-- WORK ORDER --
Here is a block of records. Copy every line in it that includes "stadium".
+-------+
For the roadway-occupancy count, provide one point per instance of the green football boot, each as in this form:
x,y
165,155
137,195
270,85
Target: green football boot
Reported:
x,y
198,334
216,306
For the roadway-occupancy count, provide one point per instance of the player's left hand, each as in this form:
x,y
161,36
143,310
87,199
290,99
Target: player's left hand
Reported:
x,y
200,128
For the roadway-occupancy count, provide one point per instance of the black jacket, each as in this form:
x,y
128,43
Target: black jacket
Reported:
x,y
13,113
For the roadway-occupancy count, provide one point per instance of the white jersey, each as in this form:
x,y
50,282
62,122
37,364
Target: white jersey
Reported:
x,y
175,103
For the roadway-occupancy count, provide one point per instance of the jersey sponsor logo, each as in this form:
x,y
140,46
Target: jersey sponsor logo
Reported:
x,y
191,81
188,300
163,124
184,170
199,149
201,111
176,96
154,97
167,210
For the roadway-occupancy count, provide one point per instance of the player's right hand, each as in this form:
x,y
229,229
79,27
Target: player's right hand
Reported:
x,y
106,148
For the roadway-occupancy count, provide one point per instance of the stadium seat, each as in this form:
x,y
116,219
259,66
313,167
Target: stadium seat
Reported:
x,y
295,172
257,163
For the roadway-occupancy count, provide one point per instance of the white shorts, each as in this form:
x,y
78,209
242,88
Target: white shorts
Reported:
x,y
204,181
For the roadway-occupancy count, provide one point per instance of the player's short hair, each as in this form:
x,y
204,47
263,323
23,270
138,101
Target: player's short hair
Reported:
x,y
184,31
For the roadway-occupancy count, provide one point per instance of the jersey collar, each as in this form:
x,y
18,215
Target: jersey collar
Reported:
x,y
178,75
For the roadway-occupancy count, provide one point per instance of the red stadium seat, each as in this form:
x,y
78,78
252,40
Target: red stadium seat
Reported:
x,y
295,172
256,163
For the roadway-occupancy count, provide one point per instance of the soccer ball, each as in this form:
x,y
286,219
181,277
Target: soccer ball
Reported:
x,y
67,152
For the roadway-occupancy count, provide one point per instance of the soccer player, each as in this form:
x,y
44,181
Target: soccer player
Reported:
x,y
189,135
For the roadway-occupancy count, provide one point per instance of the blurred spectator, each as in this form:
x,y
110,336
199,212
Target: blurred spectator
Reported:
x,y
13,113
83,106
+-------+
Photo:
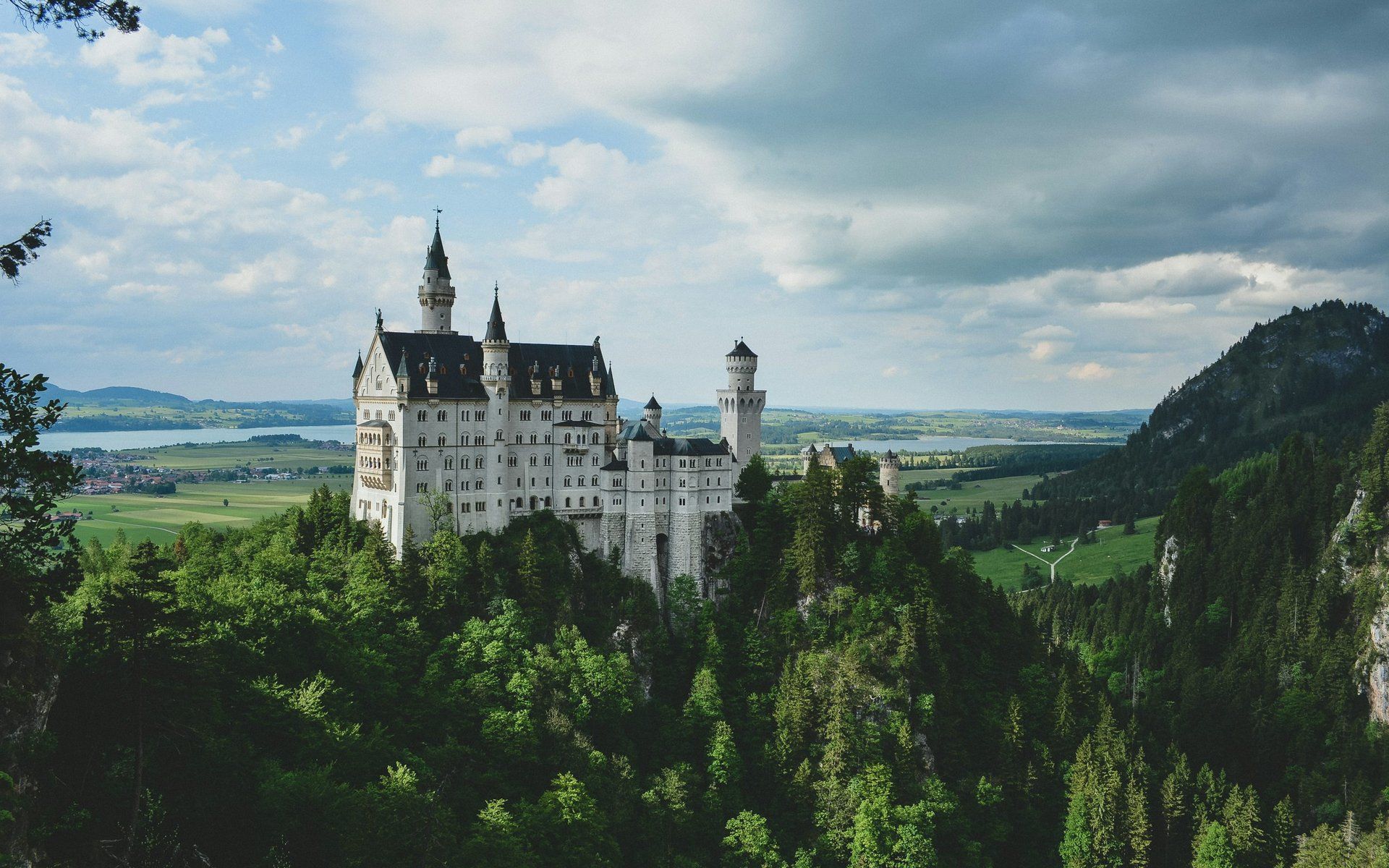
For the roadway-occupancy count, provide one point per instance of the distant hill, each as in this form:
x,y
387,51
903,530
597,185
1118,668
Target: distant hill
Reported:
+-------+
-- ANSWER TO THIS TASK --
For the roadway-occupancy count, provide one point per instance of the stadium seat, each as in this form:
Target: stadium seat
For the roadway-occupancy count, provide one point per instance of the red stadium seat, each as in this form:
Target: red stadium seat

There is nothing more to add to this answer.